* WHAT THE TASK REQUIRES:
Tally the lines in the rows below that contain the string "reflection", with case significant, and report only the number.

* DATASET EXCERPTS:

▬▬▬▬▬▬▬▬▬▬

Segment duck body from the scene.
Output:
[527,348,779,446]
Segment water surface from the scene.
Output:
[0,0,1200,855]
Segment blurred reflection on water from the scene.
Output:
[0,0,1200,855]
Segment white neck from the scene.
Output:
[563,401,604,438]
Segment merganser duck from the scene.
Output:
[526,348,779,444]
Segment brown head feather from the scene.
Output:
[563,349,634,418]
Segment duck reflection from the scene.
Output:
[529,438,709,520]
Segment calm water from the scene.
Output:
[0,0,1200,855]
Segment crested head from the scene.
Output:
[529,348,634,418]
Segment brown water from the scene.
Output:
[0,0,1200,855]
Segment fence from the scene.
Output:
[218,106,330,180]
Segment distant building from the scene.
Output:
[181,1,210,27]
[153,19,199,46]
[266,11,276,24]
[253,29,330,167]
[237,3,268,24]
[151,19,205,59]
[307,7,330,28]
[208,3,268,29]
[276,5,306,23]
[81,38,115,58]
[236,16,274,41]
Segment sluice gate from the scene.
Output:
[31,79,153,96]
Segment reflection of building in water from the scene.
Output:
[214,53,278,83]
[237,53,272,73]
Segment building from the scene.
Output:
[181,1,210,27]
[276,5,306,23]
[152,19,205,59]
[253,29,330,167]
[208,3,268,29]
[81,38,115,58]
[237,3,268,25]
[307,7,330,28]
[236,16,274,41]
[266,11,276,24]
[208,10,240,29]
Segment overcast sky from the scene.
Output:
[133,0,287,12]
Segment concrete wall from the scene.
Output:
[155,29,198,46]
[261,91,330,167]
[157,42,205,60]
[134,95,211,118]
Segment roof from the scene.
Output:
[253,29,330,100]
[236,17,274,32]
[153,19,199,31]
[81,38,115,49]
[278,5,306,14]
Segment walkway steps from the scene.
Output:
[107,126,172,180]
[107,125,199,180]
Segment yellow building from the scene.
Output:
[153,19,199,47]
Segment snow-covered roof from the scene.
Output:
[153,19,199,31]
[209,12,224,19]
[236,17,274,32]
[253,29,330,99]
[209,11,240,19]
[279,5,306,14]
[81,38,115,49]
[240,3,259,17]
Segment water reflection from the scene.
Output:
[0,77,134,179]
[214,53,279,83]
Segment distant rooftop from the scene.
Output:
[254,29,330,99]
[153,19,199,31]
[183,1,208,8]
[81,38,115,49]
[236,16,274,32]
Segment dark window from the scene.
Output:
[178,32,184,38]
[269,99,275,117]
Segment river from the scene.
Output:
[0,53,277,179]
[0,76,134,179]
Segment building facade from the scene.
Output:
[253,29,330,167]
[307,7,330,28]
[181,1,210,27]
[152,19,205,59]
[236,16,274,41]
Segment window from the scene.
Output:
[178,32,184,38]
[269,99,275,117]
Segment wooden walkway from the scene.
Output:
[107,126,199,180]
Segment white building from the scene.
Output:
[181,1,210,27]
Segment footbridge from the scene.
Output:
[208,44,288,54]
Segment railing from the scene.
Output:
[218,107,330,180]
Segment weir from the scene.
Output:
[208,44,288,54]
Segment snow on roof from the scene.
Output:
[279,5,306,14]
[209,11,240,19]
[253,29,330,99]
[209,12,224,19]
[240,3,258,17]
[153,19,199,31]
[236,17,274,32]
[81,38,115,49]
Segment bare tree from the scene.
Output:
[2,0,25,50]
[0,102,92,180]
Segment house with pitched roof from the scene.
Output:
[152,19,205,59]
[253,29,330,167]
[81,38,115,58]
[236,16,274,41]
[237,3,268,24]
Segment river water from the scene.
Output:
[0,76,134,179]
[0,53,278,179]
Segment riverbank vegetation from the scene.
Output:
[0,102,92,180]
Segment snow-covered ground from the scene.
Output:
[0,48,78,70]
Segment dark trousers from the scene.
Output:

▬▬▬▬▬▬▬▬▬▬

* REPLY:
4